EXERCISE 1 |
According to the report on the Ebola strike in Sierra Leone, what position did Tom Rogers hold at Connaught hospital?
EXERCISE 2 |
Pick up the report on the Ebola doctors' strike in Sierra Leone after its final sentence and carry it further.

SOURCE DOCUMENT |
[Start of section]
Junior doctors at the hospital in Sierra Leone where British Ebola survivor Will Pooley is working have gone on strike in protest over inadequate equipment to fight the epidemic ravaging the impoverished country.
The action at Freetown’s Connaught hospital follows the deaths of three doctors in two days, with figures showing Sierra Leone has overtaken Liberia as the country with the most infections. One of the three doctors, Tom Rogers, was a general surgeon at the hospital.
Sierra Leone has overtaken neighbouring Liberia as the country with the highest number of Ebola cases, the latest World Health Organization figures suggest.
Its latest estimate of the cumulative number of cases since the start of the outbreak in March now stands at 7,780 in Sierra Leone and 7,719 in Liberia. In Guinea, the figure is 2,283.
[End of section]
[Saved entries]
[Start of section]
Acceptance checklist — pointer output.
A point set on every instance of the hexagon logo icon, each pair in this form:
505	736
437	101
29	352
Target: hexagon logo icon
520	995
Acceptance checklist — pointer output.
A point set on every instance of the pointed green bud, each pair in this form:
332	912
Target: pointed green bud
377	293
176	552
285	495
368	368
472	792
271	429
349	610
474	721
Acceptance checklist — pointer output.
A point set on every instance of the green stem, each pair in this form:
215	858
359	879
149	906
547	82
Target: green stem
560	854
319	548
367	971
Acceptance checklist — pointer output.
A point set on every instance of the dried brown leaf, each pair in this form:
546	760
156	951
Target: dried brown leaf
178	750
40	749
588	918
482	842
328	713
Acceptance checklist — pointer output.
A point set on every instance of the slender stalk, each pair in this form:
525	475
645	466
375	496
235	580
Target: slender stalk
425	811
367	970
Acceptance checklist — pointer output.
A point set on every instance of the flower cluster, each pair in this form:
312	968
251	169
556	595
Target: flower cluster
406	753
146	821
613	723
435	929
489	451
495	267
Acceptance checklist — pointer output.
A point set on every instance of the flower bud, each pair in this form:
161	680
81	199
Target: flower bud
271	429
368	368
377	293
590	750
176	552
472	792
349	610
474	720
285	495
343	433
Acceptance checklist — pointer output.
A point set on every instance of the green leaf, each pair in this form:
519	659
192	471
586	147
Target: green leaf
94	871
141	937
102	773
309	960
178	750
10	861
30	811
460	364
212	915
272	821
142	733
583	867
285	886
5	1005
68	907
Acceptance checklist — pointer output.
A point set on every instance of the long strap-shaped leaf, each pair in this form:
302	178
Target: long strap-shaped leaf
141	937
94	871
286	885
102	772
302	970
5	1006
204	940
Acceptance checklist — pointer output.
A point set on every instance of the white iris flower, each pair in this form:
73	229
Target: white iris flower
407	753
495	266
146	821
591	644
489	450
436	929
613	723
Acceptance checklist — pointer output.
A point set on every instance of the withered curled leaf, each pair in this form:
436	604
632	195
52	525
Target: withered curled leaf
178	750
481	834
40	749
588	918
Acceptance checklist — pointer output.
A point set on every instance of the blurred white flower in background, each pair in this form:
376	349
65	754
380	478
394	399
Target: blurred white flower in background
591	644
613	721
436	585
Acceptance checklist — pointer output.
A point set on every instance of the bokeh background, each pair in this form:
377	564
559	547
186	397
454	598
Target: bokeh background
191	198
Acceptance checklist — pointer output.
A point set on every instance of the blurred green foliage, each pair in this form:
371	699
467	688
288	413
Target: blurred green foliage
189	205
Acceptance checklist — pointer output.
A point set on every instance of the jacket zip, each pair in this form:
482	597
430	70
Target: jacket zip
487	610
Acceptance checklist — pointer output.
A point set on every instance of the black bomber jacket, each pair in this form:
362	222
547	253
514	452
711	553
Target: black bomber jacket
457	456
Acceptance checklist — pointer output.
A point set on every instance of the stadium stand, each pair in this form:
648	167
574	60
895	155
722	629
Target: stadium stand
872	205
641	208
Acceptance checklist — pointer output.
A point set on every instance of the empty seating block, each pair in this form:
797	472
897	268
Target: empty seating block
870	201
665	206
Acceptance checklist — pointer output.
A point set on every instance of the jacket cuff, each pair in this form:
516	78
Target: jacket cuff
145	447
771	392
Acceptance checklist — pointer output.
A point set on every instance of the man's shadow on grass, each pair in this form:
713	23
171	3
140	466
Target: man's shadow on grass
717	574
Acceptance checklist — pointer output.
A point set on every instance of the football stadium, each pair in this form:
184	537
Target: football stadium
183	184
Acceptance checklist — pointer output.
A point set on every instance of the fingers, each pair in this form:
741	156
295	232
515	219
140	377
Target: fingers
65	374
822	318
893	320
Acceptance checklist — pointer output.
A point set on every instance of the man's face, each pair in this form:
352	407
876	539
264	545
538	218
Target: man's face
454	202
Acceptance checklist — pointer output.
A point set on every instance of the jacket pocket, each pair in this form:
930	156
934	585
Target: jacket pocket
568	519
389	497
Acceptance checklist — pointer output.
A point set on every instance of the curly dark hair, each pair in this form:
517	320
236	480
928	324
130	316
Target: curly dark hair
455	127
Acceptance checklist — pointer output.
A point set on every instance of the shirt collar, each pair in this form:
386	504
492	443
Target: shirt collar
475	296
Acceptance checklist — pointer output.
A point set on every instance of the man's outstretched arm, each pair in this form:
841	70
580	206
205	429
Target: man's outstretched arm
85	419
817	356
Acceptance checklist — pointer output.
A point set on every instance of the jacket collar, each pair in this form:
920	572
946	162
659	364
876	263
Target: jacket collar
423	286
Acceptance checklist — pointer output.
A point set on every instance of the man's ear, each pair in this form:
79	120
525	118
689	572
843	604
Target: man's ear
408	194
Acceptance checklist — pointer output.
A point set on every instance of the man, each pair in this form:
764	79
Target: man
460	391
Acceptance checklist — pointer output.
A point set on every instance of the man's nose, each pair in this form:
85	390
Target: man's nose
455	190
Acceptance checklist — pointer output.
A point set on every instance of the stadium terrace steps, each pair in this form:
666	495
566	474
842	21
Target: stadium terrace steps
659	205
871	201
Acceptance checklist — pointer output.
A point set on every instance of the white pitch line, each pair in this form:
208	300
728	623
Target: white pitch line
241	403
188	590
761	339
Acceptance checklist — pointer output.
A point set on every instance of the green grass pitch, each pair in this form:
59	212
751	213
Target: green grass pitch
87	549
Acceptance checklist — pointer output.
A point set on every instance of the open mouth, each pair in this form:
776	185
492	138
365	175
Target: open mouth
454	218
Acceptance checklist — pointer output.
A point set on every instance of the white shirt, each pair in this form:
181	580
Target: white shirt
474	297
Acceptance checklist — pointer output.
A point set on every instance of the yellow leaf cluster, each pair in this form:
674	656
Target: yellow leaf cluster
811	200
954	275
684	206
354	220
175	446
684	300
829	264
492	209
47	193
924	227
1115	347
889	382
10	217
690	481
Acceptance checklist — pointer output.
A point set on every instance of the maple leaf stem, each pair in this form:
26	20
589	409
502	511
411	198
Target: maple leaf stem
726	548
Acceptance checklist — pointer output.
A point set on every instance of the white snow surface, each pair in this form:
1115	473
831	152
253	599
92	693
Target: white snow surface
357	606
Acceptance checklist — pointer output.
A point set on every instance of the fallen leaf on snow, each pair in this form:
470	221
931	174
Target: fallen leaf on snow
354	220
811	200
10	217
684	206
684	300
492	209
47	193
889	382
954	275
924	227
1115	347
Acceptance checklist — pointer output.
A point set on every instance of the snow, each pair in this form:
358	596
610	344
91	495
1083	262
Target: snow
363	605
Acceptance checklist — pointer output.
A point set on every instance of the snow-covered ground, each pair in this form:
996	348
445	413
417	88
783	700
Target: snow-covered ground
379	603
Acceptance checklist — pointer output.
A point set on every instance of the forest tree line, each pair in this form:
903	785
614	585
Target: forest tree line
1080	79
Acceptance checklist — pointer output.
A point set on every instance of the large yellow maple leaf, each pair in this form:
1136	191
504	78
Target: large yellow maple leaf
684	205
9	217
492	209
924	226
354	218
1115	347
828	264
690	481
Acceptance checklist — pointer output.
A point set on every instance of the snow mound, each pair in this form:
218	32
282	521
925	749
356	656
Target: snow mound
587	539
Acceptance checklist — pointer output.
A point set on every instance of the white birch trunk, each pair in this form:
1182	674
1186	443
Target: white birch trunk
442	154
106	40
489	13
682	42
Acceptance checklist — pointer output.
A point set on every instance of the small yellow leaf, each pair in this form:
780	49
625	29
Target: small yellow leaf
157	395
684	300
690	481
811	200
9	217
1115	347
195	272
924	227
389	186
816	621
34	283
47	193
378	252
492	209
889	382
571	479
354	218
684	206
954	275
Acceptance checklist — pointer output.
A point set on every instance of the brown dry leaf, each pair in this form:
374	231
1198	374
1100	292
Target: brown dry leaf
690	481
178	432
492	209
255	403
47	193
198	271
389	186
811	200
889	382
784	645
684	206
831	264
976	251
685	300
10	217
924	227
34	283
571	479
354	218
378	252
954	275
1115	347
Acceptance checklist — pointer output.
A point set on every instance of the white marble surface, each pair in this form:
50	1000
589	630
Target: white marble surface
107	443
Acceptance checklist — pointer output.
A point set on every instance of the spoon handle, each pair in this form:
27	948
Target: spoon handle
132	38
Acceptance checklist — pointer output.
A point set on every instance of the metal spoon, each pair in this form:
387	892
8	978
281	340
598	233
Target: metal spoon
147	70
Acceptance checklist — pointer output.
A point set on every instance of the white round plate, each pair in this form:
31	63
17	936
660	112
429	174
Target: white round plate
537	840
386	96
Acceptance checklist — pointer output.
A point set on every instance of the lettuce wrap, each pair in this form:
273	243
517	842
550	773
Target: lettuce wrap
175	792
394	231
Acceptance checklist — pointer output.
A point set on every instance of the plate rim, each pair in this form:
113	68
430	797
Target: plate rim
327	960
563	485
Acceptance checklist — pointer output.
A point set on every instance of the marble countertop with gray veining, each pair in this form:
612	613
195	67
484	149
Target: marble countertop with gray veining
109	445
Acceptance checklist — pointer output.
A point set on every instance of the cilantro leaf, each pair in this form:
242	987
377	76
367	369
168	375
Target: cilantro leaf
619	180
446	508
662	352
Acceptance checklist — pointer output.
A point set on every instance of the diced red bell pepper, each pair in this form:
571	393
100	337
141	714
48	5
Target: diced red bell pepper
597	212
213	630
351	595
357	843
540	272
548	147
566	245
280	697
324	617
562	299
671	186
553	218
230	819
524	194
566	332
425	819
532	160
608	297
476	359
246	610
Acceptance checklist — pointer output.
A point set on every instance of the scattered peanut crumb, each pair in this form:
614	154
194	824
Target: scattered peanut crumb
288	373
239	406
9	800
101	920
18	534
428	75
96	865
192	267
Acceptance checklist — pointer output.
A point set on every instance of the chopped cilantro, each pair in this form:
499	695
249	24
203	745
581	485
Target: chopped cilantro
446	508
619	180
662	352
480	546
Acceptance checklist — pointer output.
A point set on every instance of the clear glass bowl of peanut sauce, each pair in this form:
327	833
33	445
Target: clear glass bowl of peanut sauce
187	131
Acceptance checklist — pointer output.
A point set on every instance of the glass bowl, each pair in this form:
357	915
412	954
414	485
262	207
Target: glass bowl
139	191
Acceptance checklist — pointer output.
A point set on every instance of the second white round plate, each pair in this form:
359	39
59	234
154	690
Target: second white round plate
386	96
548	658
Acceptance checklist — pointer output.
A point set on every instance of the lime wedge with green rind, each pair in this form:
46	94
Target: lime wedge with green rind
[End of section]
OUTPUT 1 |
He was a general surgeon at the hospital.

OUTPUT 2 |
The virus has killed more than 6,300 people in the three West African countries. Just over half the reported deaths have been in Liberia, the WHO says.
Felix Baez Sarria, a Cuban doctor who contracted Ebola while working with a Cuban government medical team in Sierra Leone and was flown to Geneva for treatment on November 20 has returned home to his family on Saturday, after being successfully treated for Ebola at a Swiss hospital. He got infected when he rushed to help a patient who was falling over.
The situation in Mali is so far stable.